[start Input records]

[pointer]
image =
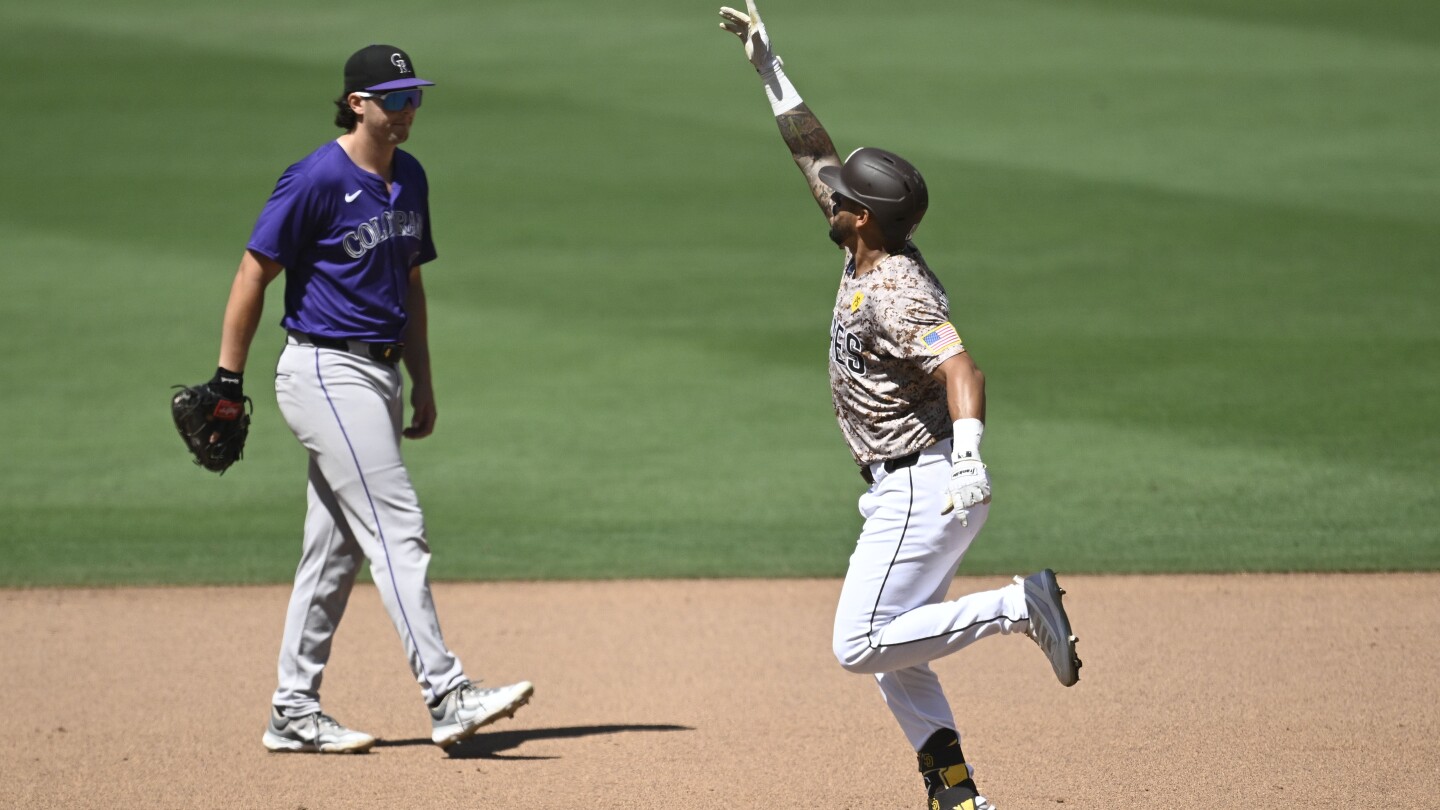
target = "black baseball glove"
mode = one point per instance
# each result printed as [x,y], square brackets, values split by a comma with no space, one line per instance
[213,420]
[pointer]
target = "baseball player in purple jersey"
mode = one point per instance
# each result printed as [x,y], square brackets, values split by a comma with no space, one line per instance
[350,228]
[910,402]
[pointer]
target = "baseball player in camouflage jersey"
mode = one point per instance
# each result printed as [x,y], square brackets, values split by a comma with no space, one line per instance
[349,225]
[910,402]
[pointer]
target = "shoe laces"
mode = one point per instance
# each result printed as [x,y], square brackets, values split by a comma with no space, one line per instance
[329,724]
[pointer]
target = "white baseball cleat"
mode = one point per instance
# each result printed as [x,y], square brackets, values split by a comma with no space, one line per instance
[468,708]
[313,734]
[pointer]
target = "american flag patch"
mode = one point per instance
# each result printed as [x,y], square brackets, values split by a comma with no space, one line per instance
[941,337]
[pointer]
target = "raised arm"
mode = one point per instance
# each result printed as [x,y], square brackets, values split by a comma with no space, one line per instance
[802,131]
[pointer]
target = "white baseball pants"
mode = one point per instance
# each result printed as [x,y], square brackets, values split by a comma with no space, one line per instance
[893,619]
[346,411]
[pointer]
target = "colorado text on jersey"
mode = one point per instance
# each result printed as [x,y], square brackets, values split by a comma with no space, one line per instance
[380,228]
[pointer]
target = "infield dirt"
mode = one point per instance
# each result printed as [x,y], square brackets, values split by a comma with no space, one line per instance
[1253,691]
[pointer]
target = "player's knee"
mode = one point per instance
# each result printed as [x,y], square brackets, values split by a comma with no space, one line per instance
[854,655]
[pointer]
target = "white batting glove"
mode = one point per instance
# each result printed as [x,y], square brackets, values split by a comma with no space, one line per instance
[969,482]
[752,33]
[969,486]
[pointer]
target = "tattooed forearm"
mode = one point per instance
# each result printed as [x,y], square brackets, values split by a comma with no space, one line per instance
[811,149]
[804,134]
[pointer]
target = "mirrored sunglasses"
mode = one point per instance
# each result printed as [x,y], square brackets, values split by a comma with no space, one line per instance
[395,100]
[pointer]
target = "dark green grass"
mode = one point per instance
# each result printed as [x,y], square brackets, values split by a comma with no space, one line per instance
[1193,247]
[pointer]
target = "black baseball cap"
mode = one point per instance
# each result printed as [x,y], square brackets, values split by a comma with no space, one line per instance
[380,68]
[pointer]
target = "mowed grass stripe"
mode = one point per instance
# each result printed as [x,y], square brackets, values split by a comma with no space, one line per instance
[1191,254]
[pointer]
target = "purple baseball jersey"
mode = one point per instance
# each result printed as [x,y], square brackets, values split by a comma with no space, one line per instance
[347,244]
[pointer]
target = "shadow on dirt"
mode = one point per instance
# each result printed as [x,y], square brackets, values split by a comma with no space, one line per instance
[493,745]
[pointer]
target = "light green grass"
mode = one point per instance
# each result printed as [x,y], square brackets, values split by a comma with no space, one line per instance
[1193,247]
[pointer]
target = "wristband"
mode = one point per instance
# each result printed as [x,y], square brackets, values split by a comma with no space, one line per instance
[228,384]
[966,440]
[778,88]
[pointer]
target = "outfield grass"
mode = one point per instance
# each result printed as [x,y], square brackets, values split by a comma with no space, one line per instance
[1193,245]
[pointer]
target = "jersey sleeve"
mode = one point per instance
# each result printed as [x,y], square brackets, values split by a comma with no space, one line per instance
[426,252]
[915,323]
[284,225]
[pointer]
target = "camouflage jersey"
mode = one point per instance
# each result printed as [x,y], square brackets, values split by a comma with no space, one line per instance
[890,330]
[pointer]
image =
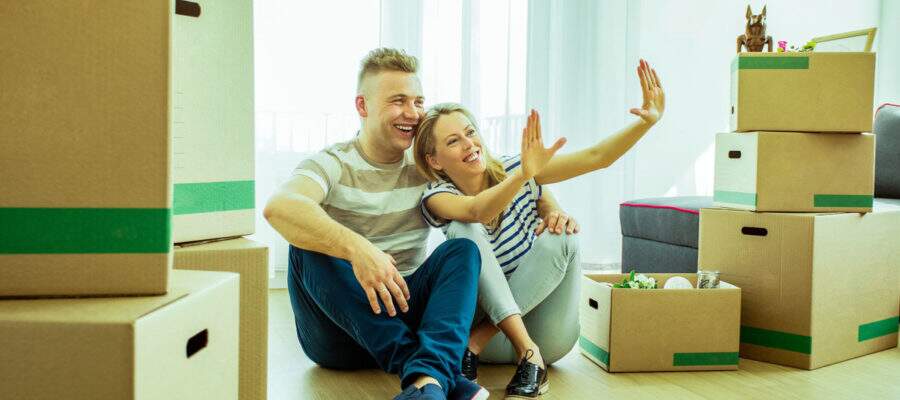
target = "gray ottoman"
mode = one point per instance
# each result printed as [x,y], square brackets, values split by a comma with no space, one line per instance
[660,234]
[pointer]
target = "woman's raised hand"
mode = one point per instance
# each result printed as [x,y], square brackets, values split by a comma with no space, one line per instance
[654,103]
[534,156]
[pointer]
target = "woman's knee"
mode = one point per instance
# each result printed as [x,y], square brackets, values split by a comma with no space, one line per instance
[564,247]
[467,250]
[459,229]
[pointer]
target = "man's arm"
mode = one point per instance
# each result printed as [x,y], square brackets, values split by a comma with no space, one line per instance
[294,212]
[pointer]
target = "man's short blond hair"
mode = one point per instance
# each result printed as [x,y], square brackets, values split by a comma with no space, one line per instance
[385,59]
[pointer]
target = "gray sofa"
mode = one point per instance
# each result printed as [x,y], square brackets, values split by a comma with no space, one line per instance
[660,234]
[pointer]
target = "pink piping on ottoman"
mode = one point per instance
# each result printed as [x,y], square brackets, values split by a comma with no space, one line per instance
[658,206]
[885,105]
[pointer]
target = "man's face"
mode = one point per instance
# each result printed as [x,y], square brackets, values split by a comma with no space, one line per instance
[394,106]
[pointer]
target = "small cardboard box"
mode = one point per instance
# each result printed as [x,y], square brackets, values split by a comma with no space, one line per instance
[802,92]
[795,172]
[85,148]
[251,260]
[212,127]
[633,330]
[183,345]
[817,288]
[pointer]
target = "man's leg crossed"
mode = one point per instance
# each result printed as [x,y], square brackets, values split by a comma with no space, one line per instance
[444,291]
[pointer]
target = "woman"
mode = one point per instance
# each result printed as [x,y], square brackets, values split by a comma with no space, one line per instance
[494,203]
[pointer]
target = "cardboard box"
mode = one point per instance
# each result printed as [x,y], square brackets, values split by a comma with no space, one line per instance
[802,92]
[631,330]
[182,345]
[251,260]
[213,124]
[85,148]
[817,288]
[790,171]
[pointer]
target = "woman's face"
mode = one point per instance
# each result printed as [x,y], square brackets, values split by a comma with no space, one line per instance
[457,147]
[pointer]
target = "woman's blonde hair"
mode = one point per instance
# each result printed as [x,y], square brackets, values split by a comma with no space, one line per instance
[425,145]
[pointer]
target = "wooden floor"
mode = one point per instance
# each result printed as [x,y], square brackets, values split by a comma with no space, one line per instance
[292,376]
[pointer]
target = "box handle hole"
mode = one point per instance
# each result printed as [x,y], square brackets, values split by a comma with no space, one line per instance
[187,8]
[197,342]
[749,230]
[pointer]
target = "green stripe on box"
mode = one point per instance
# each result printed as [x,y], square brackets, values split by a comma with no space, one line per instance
[842,200]
[594,350]
[773,63]
[701,359]
[725,196]
[776,340]
[197,198]
[85,230]
[877,329]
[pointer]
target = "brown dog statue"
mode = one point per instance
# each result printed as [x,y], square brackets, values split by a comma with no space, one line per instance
[755,35]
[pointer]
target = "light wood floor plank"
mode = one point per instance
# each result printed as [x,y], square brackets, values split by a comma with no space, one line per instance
[293,377]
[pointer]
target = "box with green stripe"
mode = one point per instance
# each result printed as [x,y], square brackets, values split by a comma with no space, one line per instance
[642,330]
[794,171]
[802,92]
[212,123]
[818,288]
[85,160]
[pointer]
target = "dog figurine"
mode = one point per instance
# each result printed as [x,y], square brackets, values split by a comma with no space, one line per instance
[755,35]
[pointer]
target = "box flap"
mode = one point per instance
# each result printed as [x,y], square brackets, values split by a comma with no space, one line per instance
[102,309]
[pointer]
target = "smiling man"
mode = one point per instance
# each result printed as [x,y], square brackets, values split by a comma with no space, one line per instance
[362,292]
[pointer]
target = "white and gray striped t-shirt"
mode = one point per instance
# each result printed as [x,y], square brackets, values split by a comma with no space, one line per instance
[378,201]
[514,236]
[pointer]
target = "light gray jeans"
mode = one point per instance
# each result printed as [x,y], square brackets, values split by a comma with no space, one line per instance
[544,289]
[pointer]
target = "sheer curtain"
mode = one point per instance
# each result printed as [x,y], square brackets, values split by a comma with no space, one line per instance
[573,60]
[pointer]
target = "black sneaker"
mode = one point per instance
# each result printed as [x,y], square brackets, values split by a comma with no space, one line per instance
[529,382]
[469,367]
[464,389]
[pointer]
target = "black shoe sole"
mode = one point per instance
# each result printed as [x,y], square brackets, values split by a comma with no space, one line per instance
[541,390]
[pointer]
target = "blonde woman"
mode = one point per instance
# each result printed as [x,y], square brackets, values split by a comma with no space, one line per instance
[528,287]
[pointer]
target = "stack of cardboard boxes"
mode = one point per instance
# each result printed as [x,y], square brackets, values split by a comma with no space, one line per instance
[110,110]
[798,228]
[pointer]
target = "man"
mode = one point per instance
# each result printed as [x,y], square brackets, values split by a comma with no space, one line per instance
[362,293]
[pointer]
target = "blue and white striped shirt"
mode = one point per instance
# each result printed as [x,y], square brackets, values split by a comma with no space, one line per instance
[513,238]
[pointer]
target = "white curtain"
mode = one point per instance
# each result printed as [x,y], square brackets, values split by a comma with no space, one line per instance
[573,60]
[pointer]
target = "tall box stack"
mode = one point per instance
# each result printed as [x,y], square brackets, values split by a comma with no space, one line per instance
[213,166]
[85,148]
[798,228]
[212,121]
[111,110]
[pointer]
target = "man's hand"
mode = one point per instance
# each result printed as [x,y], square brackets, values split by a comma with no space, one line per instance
[556,222]
[377,273]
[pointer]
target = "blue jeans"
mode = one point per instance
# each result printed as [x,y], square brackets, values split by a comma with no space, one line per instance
[337,329]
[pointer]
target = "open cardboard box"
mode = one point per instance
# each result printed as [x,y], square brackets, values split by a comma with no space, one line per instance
[802,92]
[633,330]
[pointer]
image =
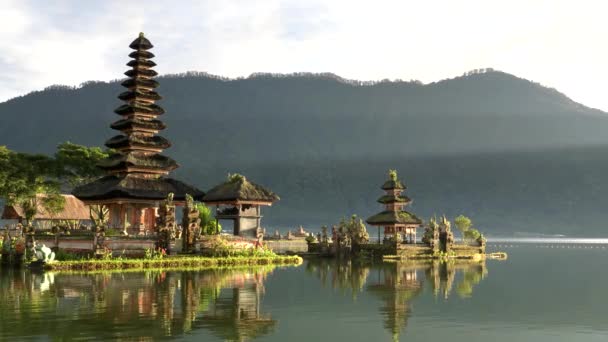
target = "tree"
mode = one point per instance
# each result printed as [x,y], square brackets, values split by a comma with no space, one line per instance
[463,224]
[472,234]
[78,164]
[24,176]
[356,230]
[209,225]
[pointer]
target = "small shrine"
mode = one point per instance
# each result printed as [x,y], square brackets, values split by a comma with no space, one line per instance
[136,182]
[240,200]
[397,223]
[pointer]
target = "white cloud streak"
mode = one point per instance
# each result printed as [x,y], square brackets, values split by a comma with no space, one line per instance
[558,43]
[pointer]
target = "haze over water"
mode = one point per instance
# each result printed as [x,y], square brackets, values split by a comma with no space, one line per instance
[538,294]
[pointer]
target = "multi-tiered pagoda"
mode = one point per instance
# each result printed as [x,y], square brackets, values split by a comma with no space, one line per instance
[136,175]
[396,221]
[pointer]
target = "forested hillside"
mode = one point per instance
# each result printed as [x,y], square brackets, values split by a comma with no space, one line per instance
[513,155]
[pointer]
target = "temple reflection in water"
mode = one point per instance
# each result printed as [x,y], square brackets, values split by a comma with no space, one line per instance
[226,304]
[396,284]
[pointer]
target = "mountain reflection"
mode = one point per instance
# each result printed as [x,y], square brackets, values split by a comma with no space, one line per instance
[223,303]
[134,305]
[396,284]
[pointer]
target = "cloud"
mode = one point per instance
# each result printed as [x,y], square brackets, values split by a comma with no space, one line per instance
[557,43]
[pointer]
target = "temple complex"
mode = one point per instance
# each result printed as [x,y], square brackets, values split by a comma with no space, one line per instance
[397,222]
[240,200]
[136,180]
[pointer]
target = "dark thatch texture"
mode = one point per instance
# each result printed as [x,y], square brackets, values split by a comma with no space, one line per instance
[129,187]
[139,95]
[393,217]
[120,141]
[141,43]
[74,209]
[141,72]
[138,63]
[141,54]
[238,188]
[394,199]
[392,185]
[134,108]
[139,82]
[135,123]
[152,162]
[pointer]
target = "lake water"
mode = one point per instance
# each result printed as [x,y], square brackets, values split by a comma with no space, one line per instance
[543,292]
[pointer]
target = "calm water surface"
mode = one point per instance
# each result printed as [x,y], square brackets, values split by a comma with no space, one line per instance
[541,293]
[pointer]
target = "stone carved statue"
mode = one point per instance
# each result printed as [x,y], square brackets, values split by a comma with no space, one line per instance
[165,223]
[43,253]
[191,225]
[446,235]
[324,238]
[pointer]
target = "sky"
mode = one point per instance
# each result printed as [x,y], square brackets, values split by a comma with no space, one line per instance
[560,44]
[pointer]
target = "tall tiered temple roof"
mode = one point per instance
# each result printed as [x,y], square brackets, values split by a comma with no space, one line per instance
[394,202]
[238,189]
[138,170]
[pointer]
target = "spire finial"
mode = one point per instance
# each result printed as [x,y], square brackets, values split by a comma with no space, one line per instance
[392,174]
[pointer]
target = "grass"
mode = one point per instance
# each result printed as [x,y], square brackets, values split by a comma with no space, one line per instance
[170,263]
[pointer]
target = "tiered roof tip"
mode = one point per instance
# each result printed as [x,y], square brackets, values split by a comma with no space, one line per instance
[394,201]
[238,189]
[138,168]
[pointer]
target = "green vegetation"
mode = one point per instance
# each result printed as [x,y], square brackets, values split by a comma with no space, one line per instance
[463,224]
[78,164]
[217,246]
[171,262]
[355,230]
[442,160]
[23,176]
[209,225]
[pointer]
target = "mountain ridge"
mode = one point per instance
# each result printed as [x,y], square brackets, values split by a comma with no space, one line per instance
[510,153]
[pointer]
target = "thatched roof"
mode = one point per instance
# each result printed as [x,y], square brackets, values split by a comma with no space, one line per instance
[393,217]
[394,199]
[130,187]
[238,189]
[139,94]
[141,54]
[137,63]
[393,183]
[135,123]
[119,141]
[140,72]
[132,82]
[136,107]
[154,162]
[74,209]
[141,43]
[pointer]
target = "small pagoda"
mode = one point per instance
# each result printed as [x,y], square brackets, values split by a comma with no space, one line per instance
[397,222]
[136,179]
[239,200]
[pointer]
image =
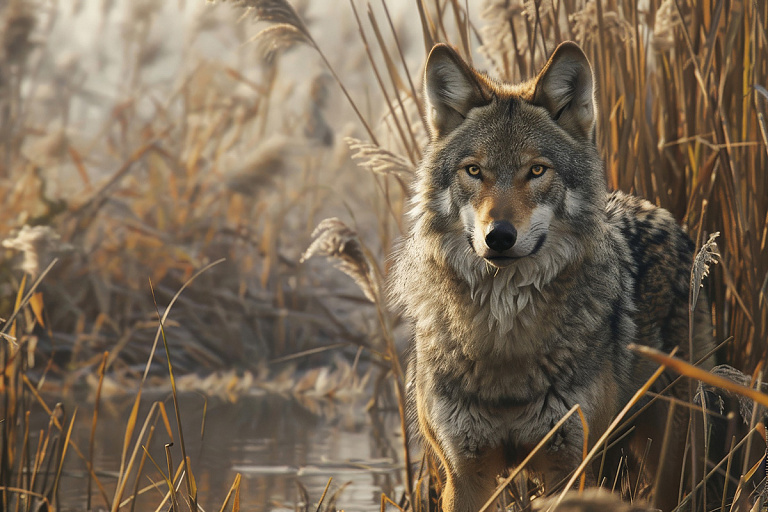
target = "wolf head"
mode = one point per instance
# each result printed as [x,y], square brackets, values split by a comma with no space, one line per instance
[512,169]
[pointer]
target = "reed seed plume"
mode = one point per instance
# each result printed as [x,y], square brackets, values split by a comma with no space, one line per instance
[379,160]
[276,39]
[267,162]
[340,243]
[274,11]
[36,246]
[707,256]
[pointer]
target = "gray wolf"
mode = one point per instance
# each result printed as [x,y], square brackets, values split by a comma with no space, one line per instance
[526,280]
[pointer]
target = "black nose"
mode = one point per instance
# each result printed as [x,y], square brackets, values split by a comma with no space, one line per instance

[end Input records]

Please list every line in the items above that contains the word "pagoda", copying each one in full.

target = "multi-tiered pagoda"
target = "small pagoda"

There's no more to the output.